(Required action) Copy the part of the blog post about writing to a politician that opens with "I just can’t" and closes with "in its magnitude.", renaming "Hurricane Katrina" as "the storm" wherever it appears.

(Document extract)
╔══

16 June, 2008

Back in the saddle

I wrote a letter today to a politician. I used to write them all the time, when I had faith in the system. I stopped doing it about ten years ago, because the responses I was getting made it clear that they weren’t even giving a cursory glance at my arguments; they were just responding to keywords.
Sometimes I would get a response thanking me for supporting a position I clearly and decisively destroyed in my letter. Fuckers.
I got sick of politicians. I still am, for the most part.
I just can’t get over the feeling that this one is different.
Dear Sir, 
Almost three years ago Hurricane Katrina devastated New Orleans. When Mr. Bush finally decided to leave his ranch he offered weak platitudes that New Orleans would be rebuilt "whatever it takes."
His promises, empty as they were, were forgotten almost as soon as the sound bytes stopped airing on Fox news. Today New Orleans struggles on its own and with the help of volunteers and private industry to rebuild herself. The federal government is nowhere to be seen.
Now, with the flooding in the Midwest, it seems evident that the levees in New Orleans were not the only pieces of infrastructure that we as a nation have too long ignored. This is a failure of the federal government that is unconscionable in its magnitude.
Education, infrastructure, and health care are all areas which would promote the general welfare but have been neglected in favor of providing (poorly) for the common defense.
With the economy stumbling blindly along (led by the blind, it seems) I think that another set of public works initiatives are in order much like the ones that Franklin Roosevelt championed to pull this country out of the last Great Depression.
The immediate benefits of this is that it would put many people back to work in areas that have been hit by downsizing and outsourcing. Roads and bridges and levees must be built and hospitals and schools must be modernized and populated with employees.
The long term benefits of this will be a nation that is better prepared to face the challenges of tomorrow.
The money for all of this can surely be found in the savings that will result from pulling our troops out of Iraq. There is so much work to be done and so many areas that can be improved that will help our country, and help those that still struggle to find the American dream. Things like education, health care, and public transportation are needed most where they are least likely to be found.  Let's fix that. The benefit of these things is multifaceted, of course, and will positively impact far more than just poverty.
Thank you for all that you have done and will do for this country.
Jeffrey S. McAnarney
SSG, US Army, Retired
I think I will volunteer for the campaign when I get down to AL. I really, really like Obama.

╚══

Items in a dataset:
╔══

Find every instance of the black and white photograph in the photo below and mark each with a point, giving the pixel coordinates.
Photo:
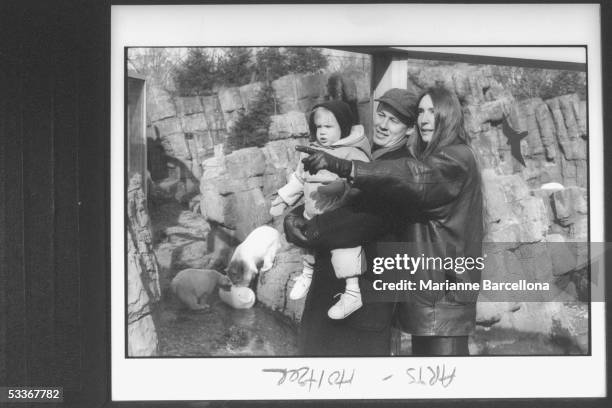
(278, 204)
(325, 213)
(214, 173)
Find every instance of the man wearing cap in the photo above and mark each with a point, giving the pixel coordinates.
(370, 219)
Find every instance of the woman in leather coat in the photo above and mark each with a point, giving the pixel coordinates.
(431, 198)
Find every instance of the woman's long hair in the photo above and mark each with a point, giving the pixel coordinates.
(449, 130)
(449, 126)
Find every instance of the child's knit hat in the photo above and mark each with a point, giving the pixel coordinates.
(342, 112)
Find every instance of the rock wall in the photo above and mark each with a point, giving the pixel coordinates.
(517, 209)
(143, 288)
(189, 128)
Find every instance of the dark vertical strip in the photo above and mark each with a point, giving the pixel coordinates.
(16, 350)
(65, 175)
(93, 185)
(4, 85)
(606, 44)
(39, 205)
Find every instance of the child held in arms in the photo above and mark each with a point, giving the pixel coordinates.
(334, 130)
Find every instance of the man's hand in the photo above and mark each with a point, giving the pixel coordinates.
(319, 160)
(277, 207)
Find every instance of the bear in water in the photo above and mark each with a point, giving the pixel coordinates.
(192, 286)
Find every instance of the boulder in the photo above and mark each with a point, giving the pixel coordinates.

╚══

(Solution below)
I just can’t get over the feeling that this one is different.
Dear Sir, 
Almost three years ago the storm devastated New Orleans. When Mr. Bush finally decided to leave his ranch he offered weak platitudes that New Orleans would be rebuilt "whatever it takes."
His promises, empty as they were, were forgotten almost as soon as the sound bytes stopped airing on Fox news. Today New Orleans struggles on its own and with the help of volunteers and private industry to rebuild herself. The federal government is nowhere to be seen.
Now, with the flooding in the Midwest, it seems evident that the levees in New Orleans were not the only pieces of infrastructure that we as a nation have too long ignored. This is a failure of the federal government that is unconscionable in its magnitude.